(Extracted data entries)
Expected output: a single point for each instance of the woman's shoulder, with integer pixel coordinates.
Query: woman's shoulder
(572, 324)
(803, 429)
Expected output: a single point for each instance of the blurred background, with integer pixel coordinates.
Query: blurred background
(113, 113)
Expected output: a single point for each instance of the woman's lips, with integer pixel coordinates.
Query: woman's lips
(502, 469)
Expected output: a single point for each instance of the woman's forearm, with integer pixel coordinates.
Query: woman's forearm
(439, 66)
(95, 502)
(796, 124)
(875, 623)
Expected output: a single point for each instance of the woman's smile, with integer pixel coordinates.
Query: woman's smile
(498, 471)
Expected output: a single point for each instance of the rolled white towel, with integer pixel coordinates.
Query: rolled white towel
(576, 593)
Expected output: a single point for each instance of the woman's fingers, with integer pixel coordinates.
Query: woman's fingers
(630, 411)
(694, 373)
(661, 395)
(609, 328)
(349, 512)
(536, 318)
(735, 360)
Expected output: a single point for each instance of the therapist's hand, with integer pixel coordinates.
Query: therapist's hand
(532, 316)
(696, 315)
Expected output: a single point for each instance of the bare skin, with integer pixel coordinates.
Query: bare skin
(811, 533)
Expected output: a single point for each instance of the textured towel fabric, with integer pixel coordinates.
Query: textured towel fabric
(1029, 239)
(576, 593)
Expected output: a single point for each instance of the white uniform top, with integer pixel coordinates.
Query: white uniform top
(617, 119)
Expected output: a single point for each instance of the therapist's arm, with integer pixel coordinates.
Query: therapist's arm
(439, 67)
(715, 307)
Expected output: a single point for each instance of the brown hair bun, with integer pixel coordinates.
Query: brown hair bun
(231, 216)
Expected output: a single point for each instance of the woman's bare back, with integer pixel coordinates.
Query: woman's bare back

-- WHAT IS EXPECTED --
Write out exactly the lines of the entries above that run from the line containing "Expected output: a single point for each instance of the blurred" through the last line, including both.

-- EXERCISE ANSWER --
Expected output: a single point for each instance of the blurred background, with integer pixel coordinates.
Query: blurred background
(113, 113)
Expected output: a single point for each instance of the woman's lips, with integer pixel coordinates.
Query: woman's lips
(502, 469)
Expected output: a single point for each instance of the woman's forearm, with integer pixel coordinates.
Query: woman's forearm
(439, 66)
(95, 502)
(796, 124)
(875, 623)
Expected output: a single point for each instance of the woman's smile, with integer pixel coordinates.
Query: woman's smile
(498, 471)
Expected output: a single point for each instance of the rolled white towel, with integer pixel coordinates.
Query: rolled white towel
(576, 593)
Expected output: a single point for each instance of the woman's fingers, with integer pixel coordinates.
Query: woman's fingers
(630, 411)
(694, 373)
(661, 395)
(609, 328)
(349, 512)
(536, 318)
(735, 360)
Expected output: a single point for each instance of the therapist's hand, with integer pixel coordinates.
Query: therapist's hand
(532, 316)
(696, 315)
Expected output: a single point for each instance of the bare skin, with integer pixel coordinates.
Query: bare skin
(811, 533)
Expected output: a single point for each instance of the textured towel fabric, with integer pixel coordinates.
Query: textured towel fabric
(1029, 239)
(576, 593)
Expected output: a single point for each instance of the white uniform top, with integer pixel coordinates.
Query: white uniform top
(617, 119)
Expected output: a single point for each instance of the therapist's arm, with integer pixel coordinates.
Query: therapist's arm
(439, 67)
(715, 307)
Expected output: a single point for each instance of the brown hair bun, with integer pixel coordinates.
Query: brown hair bun
(231, 216)
Expected output: a single point for each instance of the woman's bare back, with integer pixel coordinates.
Query: woman's bare back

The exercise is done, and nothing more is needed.